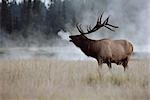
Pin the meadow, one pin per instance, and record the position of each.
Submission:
(52, 79)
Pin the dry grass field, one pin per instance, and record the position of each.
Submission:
(49, 79)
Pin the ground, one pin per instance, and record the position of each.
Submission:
(51, 79)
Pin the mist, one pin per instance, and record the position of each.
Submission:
(132, 17)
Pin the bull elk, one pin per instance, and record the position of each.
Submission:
(105, 50)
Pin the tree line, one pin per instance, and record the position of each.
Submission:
(19, 18)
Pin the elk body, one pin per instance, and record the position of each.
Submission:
(105, 50)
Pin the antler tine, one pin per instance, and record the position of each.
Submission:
(79, 28)
(110, 24)
(109, 28)
(99, 21)
(89, 28)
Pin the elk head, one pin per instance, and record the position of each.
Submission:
(79, 39)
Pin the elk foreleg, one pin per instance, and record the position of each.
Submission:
(100, 62)
(125, 64)
(109, 63)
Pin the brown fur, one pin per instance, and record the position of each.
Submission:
(105, 50)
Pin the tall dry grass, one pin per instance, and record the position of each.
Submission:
(47, 79)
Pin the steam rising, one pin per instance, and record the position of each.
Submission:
(132, 17)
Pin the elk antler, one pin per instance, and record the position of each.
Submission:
(98, 25)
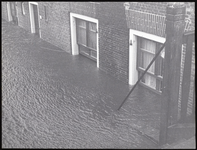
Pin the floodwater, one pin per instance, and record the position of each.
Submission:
(51, 99)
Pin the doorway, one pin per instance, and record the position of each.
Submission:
(34, 18)
(12, 12)
(84, 36)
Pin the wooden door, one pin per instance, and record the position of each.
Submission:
(87, 38)
(36, 21)
(13, 12)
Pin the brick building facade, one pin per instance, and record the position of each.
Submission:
(116, 30)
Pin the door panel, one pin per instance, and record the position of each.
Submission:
(87, 38)
(13, 12)
(36, 21)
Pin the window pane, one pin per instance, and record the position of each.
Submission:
(92, 40)
(92, 26)
(159, 85)
(147, 58)
(81, 23)
(148, 45)
(84, 50)
(81, 37)
(94, 54)
(149, 81)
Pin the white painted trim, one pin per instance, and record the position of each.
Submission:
(16, 6)
(32, 17)
(75, 50)
(133, 73)
(148, 36)
(9, 12)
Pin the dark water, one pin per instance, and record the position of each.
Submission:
(51, 99)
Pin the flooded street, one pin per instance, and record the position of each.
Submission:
(51, 99)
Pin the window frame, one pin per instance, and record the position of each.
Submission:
(23, 8)
(158, 77)
(90, 49)
(46, 13)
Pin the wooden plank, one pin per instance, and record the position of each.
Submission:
(186, 77)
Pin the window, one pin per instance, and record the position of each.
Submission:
(22, 8)
(146, 52)
(45, 13)
(86, 38)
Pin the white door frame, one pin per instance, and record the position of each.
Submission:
(9, 11)
(74, 45)
(31, 14)
(133, 73)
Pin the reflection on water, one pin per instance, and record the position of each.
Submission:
(55, 100)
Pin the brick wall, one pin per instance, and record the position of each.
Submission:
(113, 40)
(24, 20)
(4, 14)
(149, 17)
(84, 8)
(190, 99)
(57, 29)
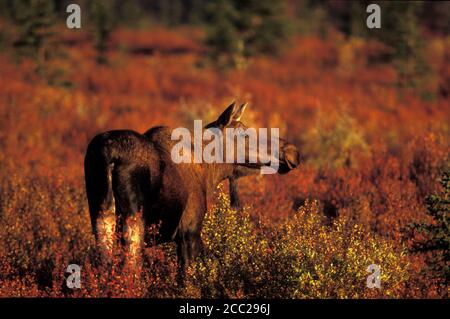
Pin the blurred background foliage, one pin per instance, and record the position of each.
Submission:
(368, 110)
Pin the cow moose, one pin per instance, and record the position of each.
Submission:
(132, 182)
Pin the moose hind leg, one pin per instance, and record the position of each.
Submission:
(133, 235)
(105, 234)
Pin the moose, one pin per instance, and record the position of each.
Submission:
(132, 182)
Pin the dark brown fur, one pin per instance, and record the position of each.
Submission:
(131, 182)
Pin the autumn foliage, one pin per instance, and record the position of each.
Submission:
(372, 151)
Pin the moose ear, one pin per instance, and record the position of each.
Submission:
(238, 113)
(232, 113)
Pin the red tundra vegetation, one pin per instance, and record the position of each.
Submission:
(371, 154)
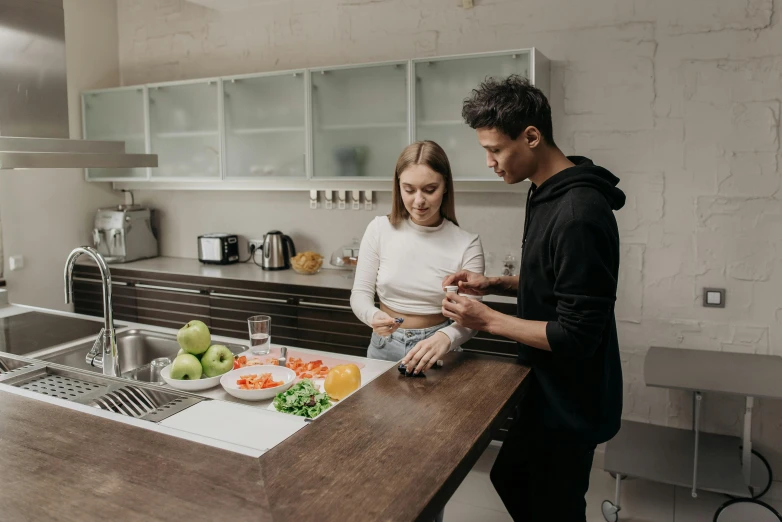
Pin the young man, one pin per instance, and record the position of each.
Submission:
(565, 323)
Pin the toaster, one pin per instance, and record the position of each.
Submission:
(218, 249)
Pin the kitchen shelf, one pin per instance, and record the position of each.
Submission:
(440, 123)
(326, 126)
(185, 134)
(358, 126)
(267, 130)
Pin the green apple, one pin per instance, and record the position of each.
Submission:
(217, 360)
(194, 337)
(186, 367)
(181, 351)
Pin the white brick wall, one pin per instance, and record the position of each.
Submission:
(680, 99)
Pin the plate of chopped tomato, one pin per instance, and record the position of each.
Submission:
(257, 382)
(304, 369)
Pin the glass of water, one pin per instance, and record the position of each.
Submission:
(260, 334)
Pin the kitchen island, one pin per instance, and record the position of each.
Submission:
(396, 449)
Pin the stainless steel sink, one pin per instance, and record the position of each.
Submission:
(136, 348)
(137, 400)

□ □ □ □

Check each line above for the word "grass" and give the number of lines that have it, nothing else.

**Task solution**
2